## Start RECORDS PROVIDED

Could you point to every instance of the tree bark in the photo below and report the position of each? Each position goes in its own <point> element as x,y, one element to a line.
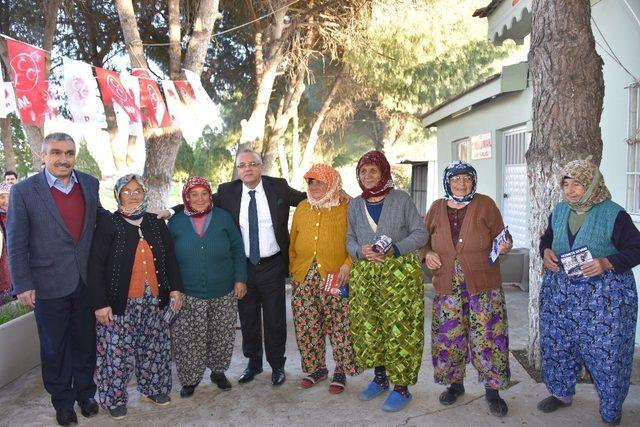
<point>175,51</point>
<point>314,133</point>
<point>269,56</point>
<point>288,104</point>
<point>7,144</point>
<point>162,144</point>
<point>201,35</point>
<point>568,89</point>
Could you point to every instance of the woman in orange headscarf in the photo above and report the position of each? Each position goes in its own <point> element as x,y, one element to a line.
<point>318,250</point>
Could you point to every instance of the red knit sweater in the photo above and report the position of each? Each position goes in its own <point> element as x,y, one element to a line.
<point>71,208</point>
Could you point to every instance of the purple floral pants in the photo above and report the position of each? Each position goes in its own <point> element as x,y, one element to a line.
<point>139,342</point>
<point>470,327</point>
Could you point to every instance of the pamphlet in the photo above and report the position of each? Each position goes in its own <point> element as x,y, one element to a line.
<point>332,286</point>
<point>503,237</point>
<point>572,262</point>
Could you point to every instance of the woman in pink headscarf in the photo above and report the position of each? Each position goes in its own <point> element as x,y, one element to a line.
<point>387,286</point>
<point>316,253</point>
<point>212,264</point>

## End RECORDS PROVIDED

*WHAT YOU NEED TO DO:*
Give every line of the rows above as a numbered list, skipping blank lines and leaving out the picture.

*RESULT BELOW:*
1. Could you point to every instance of the tree bark in the photo below and report the position of each? Each position goes in its own <point> element as x,y, one element to a line.
2. <point>175,51</point>
3. <point>314,133</point>
4. <point>269,56</point>
5. <point>288,104</point>
6. <point>7,144</point>
7. <point>162,144</point>
8. <point>201,35</point>
9. <point>568,89</point>
10. Could you point to every instance of the woman in orange headscarf in the photo above and report the position of each? Each position goes in its own <point> element as x,y, one element to a line.
11. <point>318,250</point>
12. Could you point to every instance of the red knit sweater in the photo above and report the position of each? Each position goes in its own <point> element as x,y, one element to a line.
13. <point>71,208</point>
14. Could you point to every instance of the purple floral pants in the photo above and report the position of each? Each position goes in its own <point> element as x,y, one element to a line.
15. <point>139,342</point>
16. <point>470,327</point>
17. Could you point to every instance of the pamphlet in the photo above and report the position of each? Each position goes in its own <point> element as x,y, one element to a line.
18. <point>332,286</point>
19. <point>503,237</point>
20. <point>572,262</point>
21. Could you point to every instance of the woman in pink headscarf in the photo above and report the position of each? Each position goes in its own <point> element as x,y, one element to a line.
22. <point>387,286</point>
23. <point>316,253</point>
24. <point>212,264</point>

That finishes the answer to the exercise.